───── Available records ─────
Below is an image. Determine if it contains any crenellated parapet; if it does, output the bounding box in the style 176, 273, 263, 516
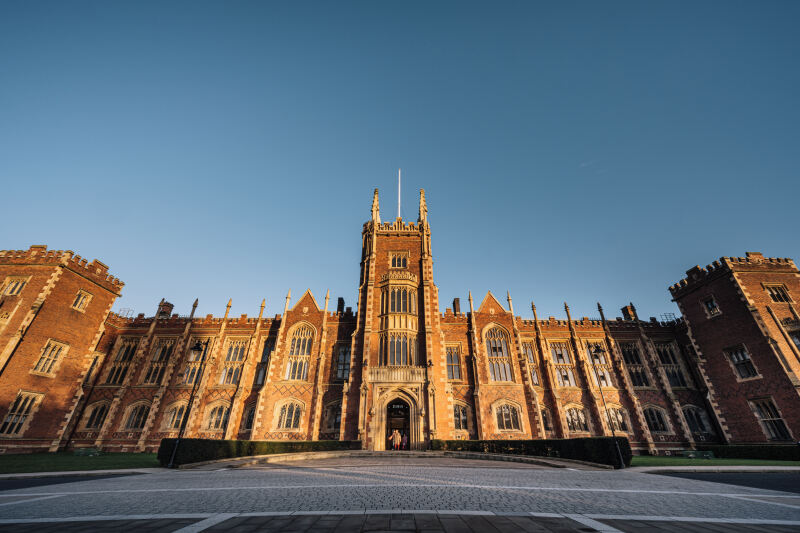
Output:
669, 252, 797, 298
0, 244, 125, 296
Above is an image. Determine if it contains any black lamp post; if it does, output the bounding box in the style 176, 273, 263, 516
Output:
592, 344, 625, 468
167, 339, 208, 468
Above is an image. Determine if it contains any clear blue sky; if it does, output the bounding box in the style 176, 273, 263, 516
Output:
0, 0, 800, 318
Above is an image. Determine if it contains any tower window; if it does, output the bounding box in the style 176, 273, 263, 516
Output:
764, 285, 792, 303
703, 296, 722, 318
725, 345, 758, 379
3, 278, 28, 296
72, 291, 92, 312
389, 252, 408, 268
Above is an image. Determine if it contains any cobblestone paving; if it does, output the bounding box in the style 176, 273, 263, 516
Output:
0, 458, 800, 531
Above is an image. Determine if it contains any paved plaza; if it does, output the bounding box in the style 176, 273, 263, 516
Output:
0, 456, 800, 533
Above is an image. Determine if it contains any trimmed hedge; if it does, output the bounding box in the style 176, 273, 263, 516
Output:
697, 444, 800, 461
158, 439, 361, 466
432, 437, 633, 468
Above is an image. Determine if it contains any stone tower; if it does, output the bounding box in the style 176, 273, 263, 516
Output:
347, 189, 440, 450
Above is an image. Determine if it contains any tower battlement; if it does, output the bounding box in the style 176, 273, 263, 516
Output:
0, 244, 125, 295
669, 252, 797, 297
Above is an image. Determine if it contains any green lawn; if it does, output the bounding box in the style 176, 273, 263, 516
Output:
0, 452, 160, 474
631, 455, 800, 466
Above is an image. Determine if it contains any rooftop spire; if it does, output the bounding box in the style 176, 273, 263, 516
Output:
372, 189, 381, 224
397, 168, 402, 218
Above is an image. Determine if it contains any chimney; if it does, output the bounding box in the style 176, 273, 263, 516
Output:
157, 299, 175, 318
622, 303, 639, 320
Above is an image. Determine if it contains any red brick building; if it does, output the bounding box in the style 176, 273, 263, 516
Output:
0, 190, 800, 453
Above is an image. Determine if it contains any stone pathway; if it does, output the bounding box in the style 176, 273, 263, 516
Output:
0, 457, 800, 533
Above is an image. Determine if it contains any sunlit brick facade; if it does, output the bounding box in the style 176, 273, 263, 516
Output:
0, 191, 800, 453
─────
───── Available records ─────
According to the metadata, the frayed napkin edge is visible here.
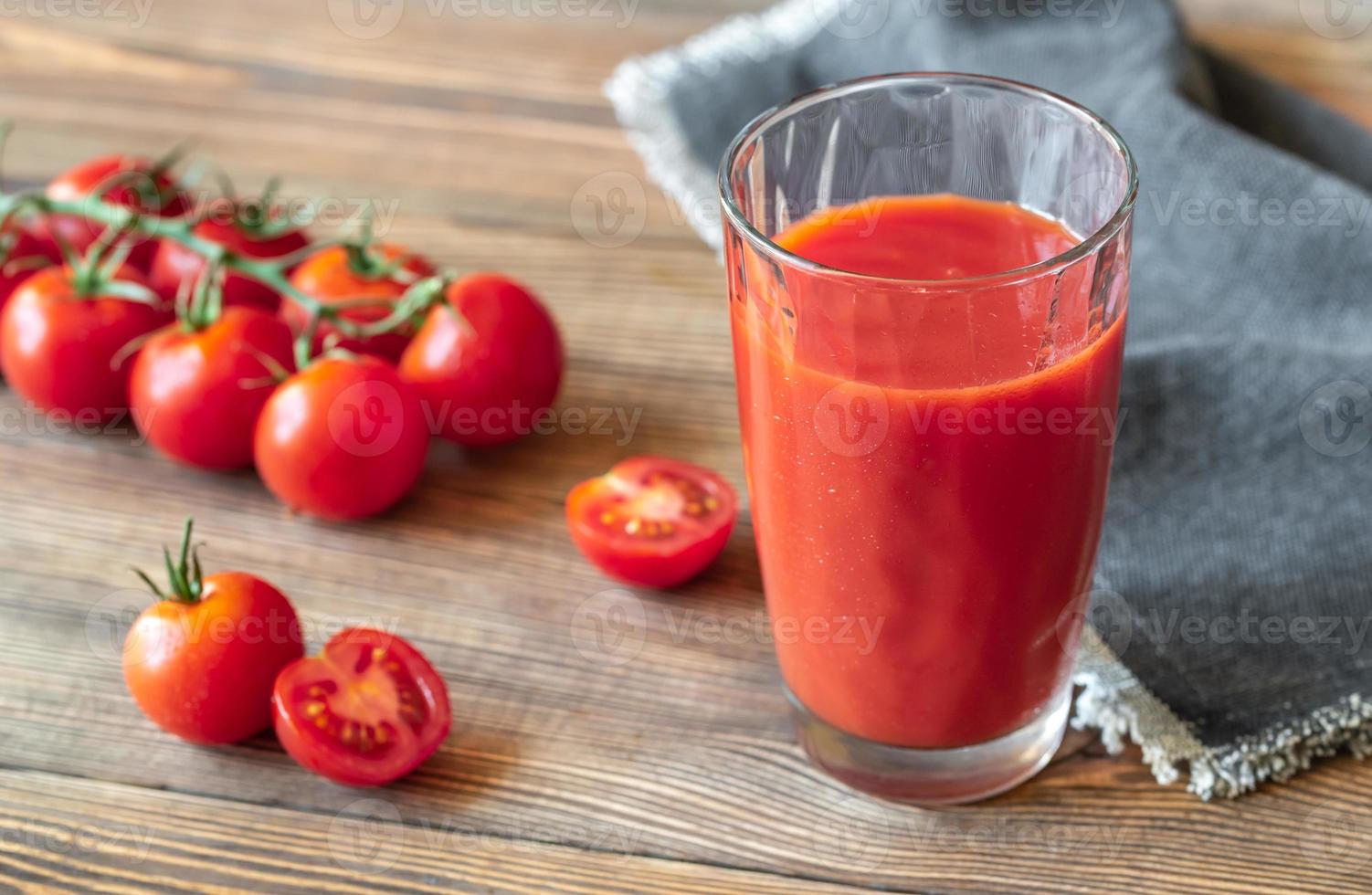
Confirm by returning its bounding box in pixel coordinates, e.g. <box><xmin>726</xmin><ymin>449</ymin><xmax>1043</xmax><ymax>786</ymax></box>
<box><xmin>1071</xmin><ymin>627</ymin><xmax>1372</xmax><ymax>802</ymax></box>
─────
───── Available records ─────
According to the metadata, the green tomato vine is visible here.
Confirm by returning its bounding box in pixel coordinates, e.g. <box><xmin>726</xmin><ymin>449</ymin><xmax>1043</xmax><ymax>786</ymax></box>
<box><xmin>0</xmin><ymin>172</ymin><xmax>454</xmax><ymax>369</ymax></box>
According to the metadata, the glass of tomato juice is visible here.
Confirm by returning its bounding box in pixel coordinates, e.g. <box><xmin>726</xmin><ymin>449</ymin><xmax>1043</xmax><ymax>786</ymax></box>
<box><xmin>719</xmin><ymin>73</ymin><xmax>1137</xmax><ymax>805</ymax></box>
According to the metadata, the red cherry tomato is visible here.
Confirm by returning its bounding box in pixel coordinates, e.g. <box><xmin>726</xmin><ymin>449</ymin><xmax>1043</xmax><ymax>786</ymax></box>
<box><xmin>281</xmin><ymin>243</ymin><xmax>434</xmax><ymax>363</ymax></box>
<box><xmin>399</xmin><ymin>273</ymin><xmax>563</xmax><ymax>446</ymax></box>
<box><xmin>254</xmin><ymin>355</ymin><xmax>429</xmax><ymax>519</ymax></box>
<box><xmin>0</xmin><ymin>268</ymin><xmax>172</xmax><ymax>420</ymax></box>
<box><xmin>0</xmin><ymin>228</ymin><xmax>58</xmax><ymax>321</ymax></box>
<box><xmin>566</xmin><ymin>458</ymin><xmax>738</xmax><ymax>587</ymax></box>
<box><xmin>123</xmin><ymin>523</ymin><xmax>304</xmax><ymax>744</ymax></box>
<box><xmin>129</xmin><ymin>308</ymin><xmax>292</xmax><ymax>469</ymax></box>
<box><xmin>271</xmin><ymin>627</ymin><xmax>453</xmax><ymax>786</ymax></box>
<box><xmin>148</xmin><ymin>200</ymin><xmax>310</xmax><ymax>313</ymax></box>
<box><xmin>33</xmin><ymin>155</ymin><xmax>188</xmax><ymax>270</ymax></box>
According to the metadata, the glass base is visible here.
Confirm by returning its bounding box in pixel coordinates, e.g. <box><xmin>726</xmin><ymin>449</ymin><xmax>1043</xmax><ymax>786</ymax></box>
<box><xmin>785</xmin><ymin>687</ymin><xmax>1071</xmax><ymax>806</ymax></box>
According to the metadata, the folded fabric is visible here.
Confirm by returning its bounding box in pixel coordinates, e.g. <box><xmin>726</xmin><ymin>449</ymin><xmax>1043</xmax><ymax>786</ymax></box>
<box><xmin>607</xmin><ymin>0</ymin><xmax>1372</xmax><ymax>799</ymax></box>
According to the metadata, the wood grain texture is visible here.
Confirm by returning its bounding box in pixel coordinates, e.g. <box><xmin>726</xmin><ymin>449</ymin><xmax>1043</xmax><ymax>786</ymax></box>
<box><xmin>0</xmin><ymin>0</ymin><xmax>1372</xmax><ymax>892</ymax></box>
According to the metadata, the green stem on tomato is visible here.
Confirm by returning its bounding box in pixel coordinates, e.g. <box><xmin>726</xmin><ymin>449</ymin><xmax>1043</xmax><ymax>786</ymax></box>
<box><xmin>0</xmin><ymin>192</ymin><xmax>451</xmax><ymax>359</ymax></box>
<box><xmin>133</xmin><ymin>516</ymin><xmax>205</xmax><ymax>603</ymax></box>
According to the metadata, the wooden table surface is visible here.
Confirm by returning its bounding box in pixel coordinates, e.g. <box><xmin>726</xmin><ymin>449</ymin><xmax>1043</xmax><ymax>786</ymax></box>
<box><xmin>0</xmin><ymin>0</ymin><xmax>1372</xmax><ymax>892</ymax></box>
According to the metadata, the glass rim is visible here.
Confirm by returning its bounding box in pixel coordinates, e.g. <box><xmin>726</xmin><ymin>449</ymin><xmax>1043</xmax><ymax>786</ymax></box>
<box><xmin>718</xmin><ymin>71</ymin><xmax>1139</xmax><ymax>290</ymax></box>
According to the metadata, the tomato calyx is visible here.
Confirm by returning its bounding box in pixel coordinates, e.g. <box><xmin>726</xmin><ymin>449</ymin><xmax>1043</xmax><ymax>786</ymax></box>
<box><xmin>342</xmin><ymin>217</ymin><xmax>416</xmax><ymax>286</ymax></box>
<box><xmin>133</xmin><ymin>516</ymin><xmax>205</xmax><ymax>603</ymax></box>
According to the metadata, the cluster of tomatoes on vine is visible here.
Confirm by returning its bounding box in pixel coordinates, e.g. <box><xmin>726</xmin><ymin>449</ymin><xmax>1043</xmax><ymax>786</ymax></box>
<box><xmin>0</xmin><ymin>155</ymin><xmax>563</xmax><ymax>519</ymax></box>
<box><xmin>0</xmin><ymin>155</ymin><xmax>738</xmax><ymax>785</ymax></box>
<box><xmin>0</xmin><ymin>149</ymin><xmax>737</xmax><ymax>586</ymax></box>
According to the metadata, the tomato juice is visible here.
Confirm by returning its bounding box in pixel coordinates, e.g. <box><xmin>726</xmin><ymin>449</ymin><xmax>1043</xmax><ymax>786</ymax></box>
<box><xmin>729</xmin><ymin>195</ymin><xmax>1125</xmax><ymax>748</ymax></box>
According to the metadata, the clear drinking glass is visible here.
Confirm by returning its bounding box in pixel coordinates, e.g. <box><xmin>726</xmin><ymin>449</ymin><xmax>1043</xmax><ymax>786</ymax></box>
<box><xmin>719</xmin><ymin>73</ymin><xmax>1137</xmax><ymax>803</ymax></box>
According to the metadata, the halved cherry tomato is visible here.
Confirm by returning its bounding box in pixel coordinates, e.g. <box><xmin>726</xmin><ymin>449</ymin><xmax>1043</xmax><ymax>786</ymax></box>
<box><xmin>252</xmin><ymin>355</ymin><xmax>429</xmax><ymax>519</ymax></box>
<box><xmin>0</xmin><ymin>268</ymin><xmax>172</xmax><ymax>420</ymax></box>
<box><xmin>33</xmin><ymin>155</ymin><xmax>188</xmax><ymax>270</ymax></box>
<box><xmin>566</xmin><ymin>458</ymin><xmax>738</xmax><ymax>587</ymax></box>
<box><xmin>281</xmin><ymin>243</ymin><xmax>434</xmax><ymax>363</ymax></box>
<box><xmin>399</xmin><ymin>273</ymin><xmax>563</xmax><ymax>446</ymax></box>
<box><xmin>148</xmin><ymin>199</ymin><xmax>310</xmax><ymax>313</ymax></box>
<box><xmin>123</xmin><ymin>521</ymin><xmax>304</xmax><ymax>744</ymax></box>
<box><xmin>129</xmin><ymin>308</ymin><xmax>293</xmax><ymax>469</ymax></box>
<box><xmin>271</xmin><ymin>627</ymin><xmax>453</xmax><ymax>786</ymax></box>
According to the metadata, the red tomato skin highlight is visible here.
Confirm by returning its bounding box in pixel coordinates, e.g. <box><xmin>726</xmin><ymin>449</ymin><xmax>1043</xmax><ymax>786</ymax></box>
─────
» **Prompt**
Please filter the records above, keeping every line that contains the string "green" and copying each such line in full.

» **Solution to the exercise**
Above is an image. Determine if it contains any green lawn; if it does, output the bounding box in the style 176, 273, 263, 516
According to the metadata, the green tomato vine is visible here.
According to the metadata, the green stem on tomato is visible here.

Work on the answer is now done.